Matthew’s version of this story has one key difference from the other Synoptic Gospels, and that is this remark that the ones picking the grain “were hungry….” Picking grain—harvesting a field—certainly counts as “work,” which is forbidden on the Sabbath. Matthew is playing to a “loophole” in interpreting the Law when he speaks of the disciples’ hunger. As Jesus says elsewhere, the Law is made for human beings, not vice-versa. Preservation of human life is the chief value of the Law so, if the disciples are hungry, they need to eat to preserve their lives.

Are they really dying of starvation, or is Jesus pushing the boundary here? If you follow Mark or Luke, the latter is the case. Matthew “muddies the water” by presenting a legitimate reason for setting aside the prohibition of working on the Sabbath. He then has Jesus cite two precedents for his interpretation of the Law in this case: David and his army eating the offering-bread, and the priests working in the Temple (e.g., slaughtering sacrificial animals). Neither precedent is quite on target, but that is less important than the claim that there can be exceptions to this Sabbath prohibition. In his argument, it is implicit; Jesus makes it explicit in the “punch-line” when he claims that “the human person (or offspring of Adam) is Lord of the Sabbath” (Matt. 12:8). Many Jews would agree with Jesus that it is permissible to pluck the grain if that is the only way one will be able to eat that day, but they would disagree with such a blanket statement that makes it sound like individual humans can decide which Sabbath Laws to observe and which not.

**Recorded data**
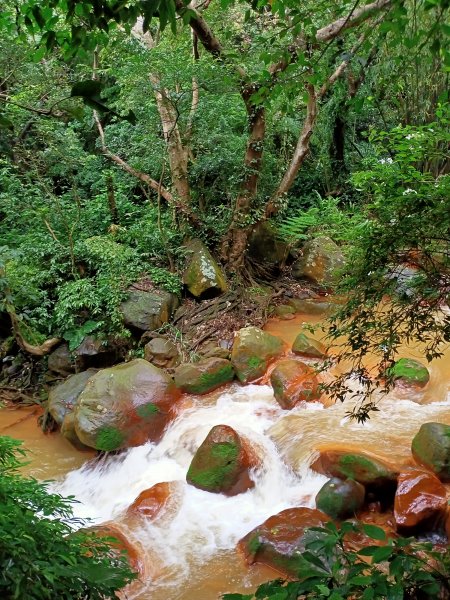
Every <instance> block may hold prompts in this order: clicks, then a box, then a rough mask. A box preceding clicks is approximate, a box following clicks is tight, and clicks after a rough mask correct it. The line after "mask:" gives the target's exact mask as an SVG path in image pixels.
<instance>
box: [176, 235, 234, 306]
mask: <svg viewBox="0 0 450 600" xmlns="http://www.w3.org/2000/svg"><path fill="white" fill-rule="evenodd" d="M185 247H186V249H187V250H188V253H189V255H188V259H187V264H186V268H185V270H184V273H183V283H184V285H185V286H186V288H187V289H188V291H189V292H190V293H191V294H192V295H193V296H194V297H195V298H213V297H214V296H218V295H219V294H222V293H223V292H226V291H227V289H228V286H227V282H226V279H225V275H224V273H223V271H222V269H221V268H220V267H219V265H218V264H217V262H216V261H215V260H214V258H213V257H212V255H211V253H210V251H209V250H208V248H207V247H206V246H205V244H203V242H201V241H200V240H197V239H194V240H191V241H189V242H187V243H186V244H185Z"/></svg>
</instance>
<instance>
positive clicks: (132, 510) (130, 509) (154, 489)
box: [127, 481, 184, 519]
mask: <svg viewBox="0 0 450 600" xmlns="http://www.w3.org/2000/svg"><path fill="white" fill-rule="evenodd" d="M183 485H184V484H183V483H182V482H181V481H169V482H163V483H157V484H155V485H154V486H152V487H151V488H149V489H147V490H144V491H143V492H141V493H140V494H139V496H138V497H137V498H136V500H135V501H134V502H133V504H131V506H130V507H129V508H128V511H127V514H128V515H140V516H142V517H145V518H146V519H155V518H156V517H158V516H160V515H161V513H162V512H165V510H166V509H167V508H168V507H169V504H171V500H174V501H175V499H178V498H179V497H180V496H181V493H182V486H183Z"/></svg>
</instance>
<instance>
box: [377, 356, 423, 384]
mask: <svg viewBox="0 0 450 600" xmlns="http://www.w3.org/2000/svg"><path fill="white" fill-rule="evenodd" d="M387 375H388V376H389V377H392V378H393V379H394V381H395V383H400V384H401V385H403V386H407V387H415V388H423V387H425V386H426V385H427V383H428V382H429V380H430V374H429V372H428V369H427V368H426V367H425V366H424V365H423V364H422V363H421V362H419V361H418V360H413V359H412V358H401V359H400V360H398V361H397V362H396V363H395V364H394V366H393V367H391V368H390V369H388V370H387Z"/></svg>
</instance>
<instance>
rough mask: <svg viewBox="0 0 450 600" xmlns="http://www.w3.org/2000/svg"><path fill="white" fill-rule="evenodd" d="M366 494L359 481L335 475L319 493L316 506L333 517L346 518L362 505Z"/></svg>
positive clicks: (363, 503) (358, 509)
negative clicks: (344, 477)
mask: <svg viewBox="0 0 450 600" xmlns="http://www.w3.org/2000/svg"><path fill="white" fill-rule="evenodd" d="M365 495H366V490H365V487H364V486H363V485H361V484H360V483H358V482H357V481H354V480H353V479H346V480H344V479H339V478H338V477H333V478H332V479H330V480H329V481H327V482H326V483H325V484H324V485H323V486H322V487H321V488H320V490H319V492H318V493H317V496H316V506H317V508H318V509H319V510H321V511H322V512H324V513H325V514H327V515H328V516H330V517H331V518H332V519H346V518H347V517H351V516H353V515H354V514H355V513H356V511H358V510H359V509H360V508H361V507H362V505H363V504H364V498H365Z"/></svg>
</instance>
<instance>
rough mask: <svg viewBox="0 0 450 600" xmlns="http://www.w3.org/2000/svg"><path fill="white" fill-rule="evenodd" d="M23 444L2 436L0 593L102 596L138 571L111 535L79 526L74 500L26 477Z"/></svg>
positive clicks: (96, 597) (118, 589)
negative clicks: (50, 491)
mask: <svg viewBox="0 0 450 600" xmlns="http://www.w3.org/2000/svg"><path fill="white" fill-rule="evenodd" d="M24 456H25V451H24V450H23V448H21V442H18V441H17V440H13V439H12V438H9V437H6V436H2V437H0V499H1V507H2V508H1V511H0V531H1V537H2V543H1V546H0V565H1V574H0V592H1V597H2V598H5V599H8V600H9V599H11V600H13V599H18V600H19V599H25V598H27V599H29V600H45V599H51V598H61V599H63V598H67V599H70V600H75V599H78V600H84V599H85V598H90V599H92V600H102V599H106V598H117V597H118V596H117V595H116V592H117V591H119V590H120V589H121V588H122V587H123V586H124V585H126V584H127V583H128V582H130V581H131V580H132V579H133V578H134V577H135V575H134V573H133V572H132V571H131V570H130V568H129V566H128V562H127V560H126V557H125V556H122V555H120V554H119V553H118V552H117V551H114V550H113V549H112V547H111V545H110V541H111V540H110V539H107V538H102V539H99V538H96V537H95V536H94V534H93V533H92V532H88V531H83V530H78V531H75V530H74V527H75V526H76V527H77V528H78V527H79V526H80V523H79V522H76V520H75V519H74V518H73V517H72V509H71V506H72V501H71V500H70V499H66V498H63V497H61V496H59V495H58V494H50V493H49V492H48V490H47V485H46V484H44V483H39V482H38V481H36V480H35V479H33V478H31V477H23V476H22V475H21V474H20V467H21V466H23V464H24Z"/></svg>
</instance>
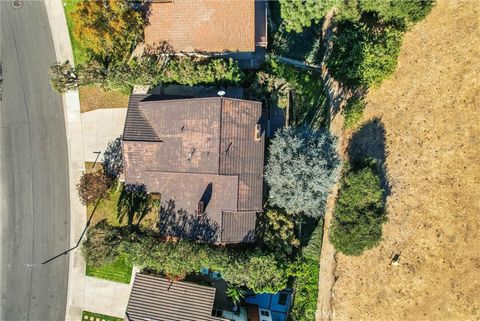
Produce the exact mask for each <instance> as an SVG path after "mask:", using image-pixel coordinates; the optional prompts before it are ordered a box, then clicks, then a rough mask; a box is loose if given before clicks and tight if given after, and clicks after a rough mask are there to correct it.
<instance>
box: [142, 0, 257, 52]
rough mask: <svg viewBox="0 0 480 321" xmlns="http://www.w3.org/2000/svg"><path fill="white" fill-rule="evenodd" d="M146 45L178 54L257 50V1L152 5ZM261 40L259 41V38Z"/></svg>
mask: <svg viewBox="0 0 480 321" xmlns="http://www.w3.org/2000/svg"><path fill="white" fill-rule="evenodd" d="M148 20H149V25H147V26H146V27H145V43H146V44H148V45H154V44H160V43H162V42H163V41H167V42H168V43H169V44H170V45H171V46H172V47H173V49H174V51H176V52H195V51H200V52H223V51H241V52H252V51H254V50H255V38H256V37H255V1H254V0H240V1H239V0H175V1H165V2H160V3H152V4H151V13H150V16H149V19H148ZM257 38H258V37H257Z"/></svg>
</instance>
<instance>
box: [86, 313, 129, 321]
mask: <svg viewBox="0 0 480 321" xmlns="http://www.w3.org/2000/svg"><path fill="white" fill-rule="evenodd" d="M92 317H93V319H91V318H92ZM97 319H99V320H100V321H123V318H117V317H112V316H109V315H105V314H100V313H93V312H90V311H82V321H90V320H93V321H96V320H97Z"/></svg>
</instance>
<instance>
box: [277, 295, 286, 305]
mask: <svg viewBox="0 0 480 321" xmlns="http://www.w3.org/2000/svg"><path fill="white" fill-rule="evenodd" d="M287 299H288V294H286V293H280V295H279V296H278V304H279V305H287Z"/></svg>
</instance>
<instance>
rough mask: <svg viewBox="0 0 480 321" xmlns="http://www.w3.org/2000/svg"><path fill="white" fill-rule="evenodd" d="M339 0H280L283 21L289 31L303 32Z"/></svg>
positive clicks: (323, 14)
mask: <svg viewBox="0 0 480 321" xmlns="http://www.w3.org/2000/svg"><path fill="white" fill-rule="evenodd" d="M337 2H338V1H337V0H321V1H319V0H280V6H281V7H280V8H281V15H282V19H283V22H284V23H285V27H286V29H287V31H295V32H301V31H302V30H303V28H304V27H310V25H311V24H312V22H314V23H318V22H319V21H320V19H322V18H323V16H324V15H325V13H327V11H328V10H329V9H330V8H331V7H333V6H334V5H335V4H336V3H337Z"/></svg>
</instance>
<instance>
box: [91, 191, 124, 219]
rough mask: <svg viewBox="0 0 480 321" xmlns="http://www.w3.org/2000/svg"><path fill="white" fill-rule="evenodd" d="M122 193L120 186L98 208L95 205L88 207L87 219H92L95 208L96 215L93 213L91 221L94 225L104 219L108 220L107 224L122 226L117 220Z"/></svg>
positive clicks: (102, 202)
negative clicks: (91, 215)
mask: <svg viewBox="0 0 480 321" xmlns="http://www.w3.org/2000/svg"><path fill="white" fill-rule="evenodd" d="M121 193H122V186H120V187H119V188H118V189H116V188H113V189H112V190H110V191H109V193H108V196H107V197H106V198H105V199H103V200H101V201H100V202H99V203H98V205H97V207H96V208H95V204H93V205H88V206H87V219H88V218H89V217H90V215H91V214H92V212H93V210H94V208H95V213H93V216H92V221H91V224H92V225H94V224H96V223H98V222H100V221H101V220H104V219H106V220H107V222H108V223H109V224H111V225H113V226H120V225H121V224H120V223H119V222H118V218H117V203H118V200H119V199H120V194H121Z"/></svg>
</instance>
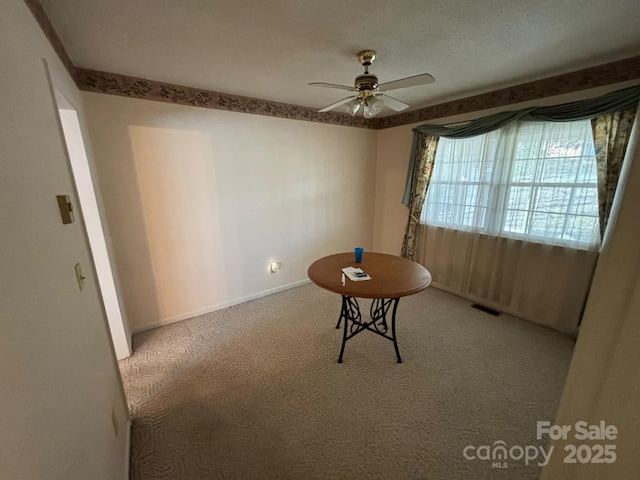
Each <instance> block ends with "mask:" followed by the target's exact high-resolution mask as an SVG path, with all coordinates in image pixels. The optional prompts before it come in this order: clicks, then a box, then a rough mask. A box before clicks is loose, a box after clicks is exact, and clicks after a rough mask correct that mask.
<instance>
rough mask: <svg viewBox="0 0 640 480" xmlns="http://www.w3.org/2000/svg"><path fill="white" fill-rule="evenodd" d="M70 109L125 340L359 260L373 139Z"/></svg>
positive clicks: (177, 117)
mask: <svg viewBox="0 0 640 480" xmlns="http://www.w3.org/2000/svg"><path fill="white" fill-rule="evenodd" d="M83 96H84V101H85V105H86V111H87V117H88V125H89V130H90V134H91V141H92V145H93V147H94V152H95V159H96V165H97V172H98V177H99V181H100V185H101V190H102V194H103V197H104V202H105V207H106V212H107V219H108V223H109V227H110V230H111V235H112V238H113V245H114V249H115V257H116V262H117V265H118V270H119V272H120V281H121V285H122V289H123V294H124V299H125V305H126V310H127V314H128V319H129V321H130V323H131V326H132V328H133V329H134V330H141V329H144V328H148V327H151V326H155V325H160V324H164V323H169V322H172V321H176V320H181V319H184V318H189V317H191V316H194V315H197V314H199V313H203V312H206V311H210V310H212V309H216V308H221V307H224V306H227V305H229V304H232V303H234V302H238V301H242V300H246V299H249V298H253V297H255V296H257V295H261V294H264V293H266V292H271V291H274V290H277V289H280V288H285V287H287V286H289V285H292V284H293V285H295V284H296V283H298V282H301V281H305V280H306V278H307V277H306V270H307V268H308V266H309V265H310V263H311V262H312V261H313V260H314V259H316V258H318V257H320V256H323V255H326V254H328V253H334V252H338V251H348V250H352V249H353V247H355V246H358V245H360V246H363V247H365V249H371V248H372V246H373V211H374V198H375V151H376V132H374V131H369V130H365V129H357V128H346V127H339V126H333V125H321V124H315V123H311V122H301V121H293V120H286V119H279V118H270V117H263V116H256V115H247V114H241V113H233V112H225V111H218V110H209V109H202V108H195V107H186V106H179V105H173V104H165V103H159V102H151V101H145V100H137V99H128V98H122V97H115V96H109V95H103V94H96V93H85V94H83ZM272 261H279V262H282V270H281V271H280V272H279V273H277V274H274V275H272V274H270V273H269V272H268V271H267V265H268V264H269V262H272Z"/></svg>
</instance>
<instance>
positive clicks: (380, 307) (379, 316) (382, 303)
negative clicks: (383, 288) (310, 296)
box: [336, 295, 402, 363]
mask: <svg viewBox="0 0 640 480" xmlns="http://www.w3.org/2000/svg"><path fill="white" fill-rule="evenodd" d="M399 302H400V298H376V299H374V300H373V302H372V303H371V311H370V316H371V321H364V320H362V315H361V314H360V305H358V300H356V298H355V297H349V296H347V295H342V309H341V311H340V318H338V324H337V325H336V328H340V323H342V321H343V320H344V333H343V335H342V346H341V347H340V356H339V357H338V363H342V355H343V354H344V346H345V345H346V343H347V340H351V339H352V338H353V337H355V336H356V335H357V334H359V333H360V332H363V331H365V330H369V331H370V332H373V333H377V334H378V335H380V336H381V337H384V338H386V339H387V340H391V341H392V342H393V346H394V348H395V350H396V357H397V358H398V363H402V358H400V351H399V350H398V341H397V340H396V311H397V309H398V303H399ZM392 305H393V310H392V311H391V335H390V336H389V335H388V334H387V332H388V330H389V327H388V322H387V313H388V312H389V309H390V308H391V306H392Z"/></svg>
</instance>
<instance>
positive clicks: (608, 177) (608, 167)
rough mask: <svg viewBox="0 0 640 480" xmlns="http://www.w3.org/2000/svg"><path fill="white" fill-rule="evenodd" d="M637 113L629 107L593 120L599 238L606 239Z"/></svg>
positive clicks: (634, 110) (591, 128) (634, 107)
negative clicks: (595, 162)
mask: <svg viewBox="0 0 640 480" xmlns="http://www.w3.org/2000/svg"><path fill="white" fill-rule="evenodd" d="M636 110H637V107H632V108H627V109H625V110H619V111H617V112H613V113H607V114H604V115H600V116H599V117H596V118H594V119H592V120H591V129H592V130H593V140H594V144H595V150H596V163H597V167H598V204H599V214H600V238H604V232H605V230H606V227H607V221H608V220H609V214H610V213H611V205H612V204H613V197H614V195H615V193H616V187H617V186H618V177H619V176H620V169H621V167H622V162H623V160H624V155H625V153H626V151H627V144H628V142H629V136H630V135H631V128H632V127H633V121H634V119H635V116H636Z"/></svg>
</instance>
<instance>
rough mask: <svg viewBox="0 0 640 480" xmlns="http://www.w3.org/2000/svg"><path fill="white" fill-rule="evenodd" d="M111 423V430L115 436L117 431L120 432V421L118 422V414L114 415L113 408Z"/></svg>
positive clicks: (119, 432) (111, 410)
mask: <svg viewBox="0 0 640 480" xmlns="http://www.w3.org/2000/svg"><path fill="white" fill-rule="evenodd" d="M111 424H112V425H113V431H114V433H115V434H116V437H117V436H118V433H120V422H118V416H117V415H116V410H115V408H112V409H111Z"/></svg>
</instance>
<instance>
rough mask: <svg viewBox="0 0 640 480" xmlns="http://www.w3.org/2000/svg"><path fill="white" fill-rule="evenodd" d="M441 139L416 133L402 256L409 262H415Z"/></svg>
mask: <svg viewBox="0 0 640 480" xmlns="http://www.w3.org/2000/svg"><path fill="white" fill-rule="evenodd" d="M438 140H439V137H434V136H433V135H429V134H426V133H421V132H417V131H416V132H414V145H413V147H414V149H415V155H412V157H413V158H414V159H415V162H414V165H413V172H412V173H413V175H412V177H413V181H412V185H411V190H410V192H411V193H410V196H409V199H408V200H409V202H408V207H409V219H408V221H407V228H406V229H405V234H404V240H403V242H402V252H401V255H402V256H403V257H404V258H408V259H409V260H414V258H415V253H416V252H415V250H416V244H417V235H418V227H419V226H420V214H421V212H422V205H423V204H424V199H425V196H426V194H427V188H428V187H429V181H430V180H431V172H432V171H433V163H434V161H435V158H436V148H437V147H438Z"/></svg>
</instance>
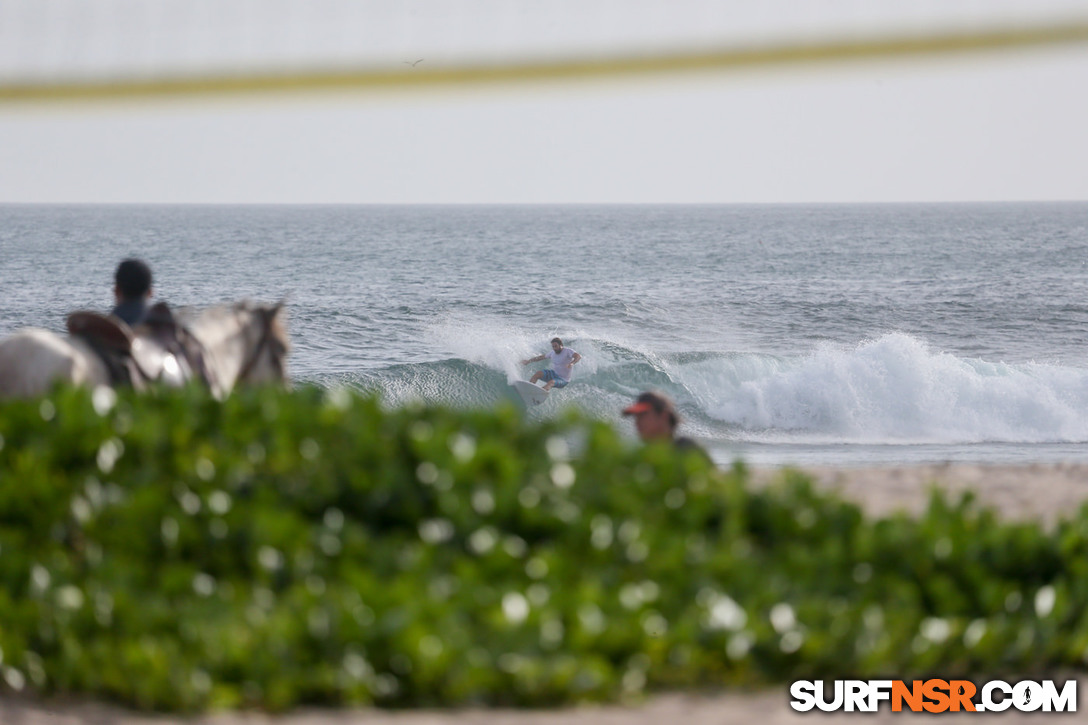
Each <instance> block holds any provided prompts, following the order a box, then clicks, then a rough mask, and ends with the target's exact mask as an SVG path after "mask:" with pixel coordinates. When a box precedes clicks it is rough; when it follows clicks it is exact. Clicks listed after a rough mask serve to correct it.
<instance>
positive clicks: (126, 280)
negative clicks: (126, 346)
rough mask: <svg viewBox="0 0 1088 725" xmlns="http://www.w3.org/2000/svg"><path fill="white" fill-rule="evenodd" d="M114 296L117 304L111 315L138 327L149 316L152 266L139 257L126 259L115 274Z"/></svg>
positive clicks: (125, 321)
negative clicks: (138, 325) (140, 322)
mask: <svg viewBox="0 0 1088 725" xmlns="http://www.w3.org/2000/svg"><path fill="white" fill-rule="evenodd" d="M113 283H114V284H113V298H114V299H115V300H116V306H115V307H114V308H113V310H112V312H111V315H113V316H114V317H119V318H121V319H122V320H124V321H125V322H127V323H128V327H136V325H137V324H139V323H140V322H143V321H144V318H145V317H146V316H147V309H148V305H147V300H148V299H149V298H150V297H151V268H150V267H148V266H147V265H146V263H144V262H143V261H140V260H139V259H125V260H124V261H122V262H121V263H120V265H118V271H116V272H114V274H113Z"/></svg>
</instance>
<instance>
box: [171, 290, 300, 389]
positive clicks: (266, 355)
mask: <svg viewBox="0 0 1088 725" xmlns="http://www.w3.org/2000/svg"><path fill="white" fill-rule="evenodd" d="M285 317H286V314H285V308H284V303H283V302H282V300H281V302H279V303H276V304H274V305H262V304H257V303H251V302H248V300H243V302H239V303H235V304H233V305H225V306H222V307H213V308H211V309H208V310H207V311H205V312H203V314H202V315H200V316H199V317H197V318H196V319H194V320H193V322H191V330H193V334H194V336H196V337H197V340H199V342H200V344H201V345H202V347H203V349H205V353H206V365H207V368H208V370H207V377H208V380H209V385H210V386H211V390H212V393H213V394H215V395H217V397H222V396H225V395H226V394H228V393H230V392H231V390H233V389H234V386H235V385H237V384H281V385H282V384H286V383H287V382H288V378H287V354H288V353H289V352H290V342H289V340H288V336H287V328H286V323H285V320H284V318H285Z"/></svg>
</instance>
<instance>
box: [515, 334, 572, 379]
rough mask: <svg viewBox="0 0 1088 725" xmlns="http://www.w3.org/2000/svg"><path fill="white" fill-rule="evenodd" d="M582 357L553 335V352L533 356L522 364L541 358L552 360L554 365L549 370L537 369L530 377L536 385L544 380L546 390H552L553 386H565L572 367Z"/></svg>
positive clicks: (552, 351)
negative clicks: (537, 381) (537, 383)
mask: <svg viewBox="0 0 1088 725" xmlns="http://www.w3.org/2000/svg"><path fill="white" fill-rule="evenodd" d="M581 359H582V356H581V355H579V354H578V353H576V352H574V351H572V349H570V348H569V347H564V346H562V341H561V340H559V339H558V337H553V339H552V352H551V353H544V354H543V355H537V356H536V357H531V358H529V359H528V360H521V365H529V364H530V362H540V361H541V360H551V361H552V367H551V368H548V369H547V370H537V371H536V372H534V373H533V377H532V378H530V379H529V382H531V383H533V384H534V385H535V384H536V381H537V380H543V381H544V390H552V388H553V386H554V388H564V386H566V385H567V383H569V382H570V373H571V371H572V368H573V367H574V364H576V362H578V361H579V360H581Z"/></svg>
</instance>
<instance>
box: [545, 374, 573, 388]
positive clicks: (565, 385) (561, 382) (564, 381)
mask: <svg viewBox="0 0 1088 725" xmlns="http://www.w3.org/2000/svg"><path fill="white" fill-rule="evenodd" d="M541 380H543V381H544V382H547V381H549V380H554V381H555V385H554V388H566V386H567V383H568V382H570V381H569V380H564V379H562V378H560V377H559V376H557V374H555V370H541Z"/></svg>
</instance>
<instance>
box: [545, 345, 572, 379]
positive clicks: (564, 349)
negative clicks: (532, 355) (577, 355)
mask: <svg viewBox="0 0 1088 725" xmlns="http://www.w3.org/2000/svg"><path fill="white" fill-rule="evenodd" d="M574 355H577V353H576V352H574V351H572V349H570V348H569V347H564V348H562V349H560V351H559V352H558V353H557V352H555V351H554V349H553V351H549V352H548V353H546V354H545V357H546V358H547V359H549V360H552V369H553V370H555V374H557V376H559V377H560V378H562V379H564V380H566V381H567V382H570V373H571V371H572V370H573V368H574V362H573V360H574Z"/></svg>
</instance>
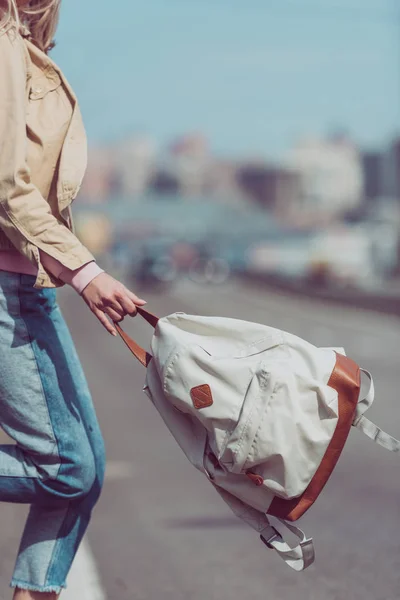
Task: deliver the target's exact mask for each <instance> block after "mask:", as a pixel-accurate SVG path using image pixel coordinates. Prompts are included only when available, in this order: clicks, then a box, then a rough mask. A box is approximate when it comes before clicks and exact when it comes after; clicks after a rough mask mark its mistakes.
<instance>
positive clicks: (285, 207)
mask: <svg viewBox="0 0 400 600" xmlns="http://www.w3.org/2000/svg"><path fill="white" fill-rule="evenodd" d="M237 180H238V182H239V185H240V186H241V188H242V189H243V191H244V192H245V193H246V194H247V196H248V197H250V198H252V199H253V201H255V202H256V203H257V204H258V205H259V206H261V207H262V208H265V209H267V210H270V211H272V212H273V213H274V214H275V215H277V216H281V217H285V216H287V215H290V214H291V213H292V212H293V208H294V207H295V206H296V205H297V204H298V202H299V198H300V194H301V178H300V176H299V174H298V173H297V172H296V171H294V170H293V169H290V168H285V167H281V166H277V165H270V164H263V163H261V162H260V163H258V164H257V163H254V164H247V165H243V166H241V167H239V168H238V174H237Z"/></svg>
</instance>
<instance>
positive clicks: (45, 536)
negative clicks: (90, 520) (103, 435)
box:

**Work instruction**
Pick up the commentary on Matthew's grain-picking story after its last sentence and carry it on.

**Task output**
Johannes “Jan” Luyken (1649-1712) etching
from the Bowyer Bible, Bolton, England.
“Works of Mercy: Feeding the Hungry”

Readers tend to overlook the disciples’ hunger or, if they do notice, they “explain” it as I just did. But why are the disciples hungry? The “Pharisees” who object are not said to be hungry. Jesus and the disciples are itinerant; they have no permanent home, so neither do they have any stable means of income. They have been living off the generosity of those who listen to Jesus preach and who are recipients of his healing ministry. If the disciples are hungry, then those who have benefited from Jesus’ ministry are not responding with generosity (cf., Matt. 11:20–24). The well-fed “Pharisees” should be offering to share their tables with the disciples; instead, having no empathy for those are hungry, they castigate them.

How many times have you heard this same attitude toward the poor today? Many people who were born to privilege claim to have “made their own success,” as if none of the advantages of race and economic class play any role in whether one goes to good schools, eats healthy food, or has access to good health care. Those who are receiving unemployment benefits are castigated as “lazy” because they are out of work, when companies actually advertise the fact that they will not consider job applicants who are unemployed. The unemployment rate in NE Ohio has declined by 25% since President Obama took office, but it still hovers around 8%, and for Gulf War veterans the rate is closer to 13% (see http://www.bls.gov/cps/). American companies rarely are criticized for exporting jobs overseas, but the thousands of Americans they lay off work then are blamed as “loafers” because they have to make use of their unemployment benefits. If the hungry were to pick grain from fields today, they’d be arrested for theft.

A homeless family living in their car.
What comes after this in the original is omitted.